*YOUR INSTRUCTIONS*. Please copy out the listing below word for word, with every line in its original order, but leave out the pictures.
## Start INPUT DATA
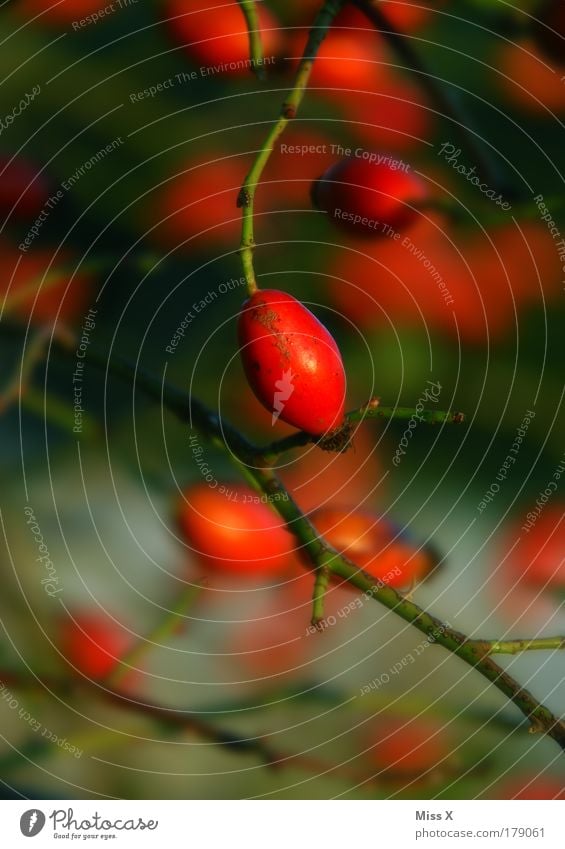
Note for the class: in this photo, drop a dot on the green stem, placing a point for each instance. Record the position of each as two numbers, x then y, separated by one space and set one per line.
321 584
517 646
288 111
475 653
372 410
249 10
446 100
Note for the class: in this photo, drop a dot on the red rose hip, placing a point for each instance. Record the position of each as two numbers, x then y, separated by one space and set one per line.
292 362
367 195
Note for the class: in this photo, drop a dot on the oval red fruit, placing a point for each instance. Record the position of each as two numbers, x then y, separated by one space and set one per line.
365 197
292 362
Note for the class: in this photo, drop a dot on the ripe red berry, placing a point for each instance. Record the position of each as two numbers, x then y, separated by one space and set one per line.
215 36
292 362
364 196
373 545
23 192
231 530
94 643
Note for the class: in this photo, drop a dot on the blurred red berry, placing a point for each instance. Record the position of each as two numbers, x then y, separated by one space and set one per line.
365 193
407 747
230 529
35 286
527 81
94 643
374 545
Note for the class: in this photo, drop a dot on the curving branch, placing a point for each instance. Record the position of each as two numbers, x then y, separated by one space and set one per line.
251 16
371 410
446 100
288 111
323 559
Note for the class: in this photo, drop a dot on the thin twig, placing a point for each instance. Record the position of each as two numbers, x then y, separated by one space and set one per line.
372 410
475 653
288 111
249 10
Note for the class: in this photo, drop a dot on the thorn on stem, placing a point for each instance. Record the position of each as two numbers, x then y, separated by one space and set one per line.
243 198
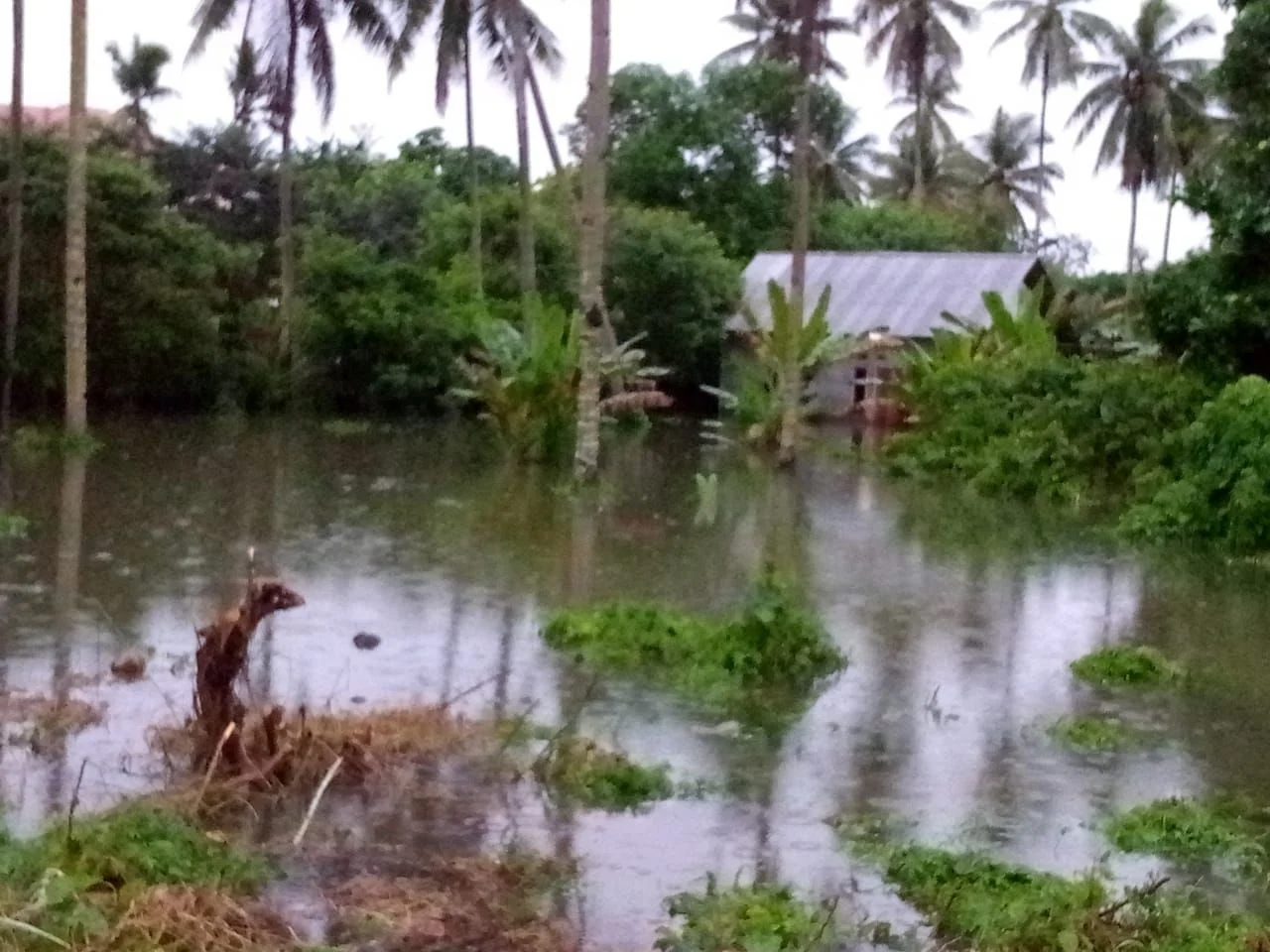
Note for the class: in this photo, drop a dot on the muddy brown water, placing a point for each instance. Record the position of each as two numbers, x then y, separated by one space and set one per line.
959 622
## End INPUT DATA
*EXPECTED ANSWER*.
Note for the class: in this photo, drop a dot on the green stem, placing a point for each instance. Record the position of each as two numbers, x then y, separated by one space and set one per line.
321 584
517 646
288 111
475 653
372 410
249 10
446 100
Note for the class: in this photo, drop a dot on the red rose hip, placing a point for each instance. Record the position of each as two numbers, x then y, separated by one space and set one per line.
292 362
367 195
Note for the class: in this photo, drop a dot on the oval red fruit, placing a point for each instance. Record the position of each as two numbers, x then y, separated by one space and set one per line.
365 197
292 362
Note for the class: in this photo, drop a dot on the ripe red berry, placing a point for each instance. Record the position of each as two numbers, x then y, separated by one space and set one per line.
215 36
292 362
364 196
373 545
23 192
231 530
94 643
Note for the class: in this photo, drop a dot on the blurred red berry, placing a point for each instance. Record the position of each as two numbers, x then y, separated by one space and set one per line.
365 193
407 747
230 529
35 286
527 81
94 643
374 545
Note for the class: in this photo, drop a dot on the curving branch, placing a point for each instance. Record the position of each as two numbers, x then y, separated by one space and set one per line.
251 16
371 410
446 100
288 111
323 559
Note for the class: in this photo, drop a dot on the thin twig, placing a point for each instance. Record the position of each as two numbers, x then y, separated by one space and set one per line.
372 410
475 653
288 111
249 10
Note for the class: in this photo, drop a dot on the thorn on stem, placing a point for each instance. Record the position of each as two numbers, x then y, separated by one space and set one per line.
243 198
Note for the class: in this photo, drop a dot on the muddy brown water, placing a point for each instance. Record the position of each as two numbers, x then y, separated by one space and set one per line.
959 622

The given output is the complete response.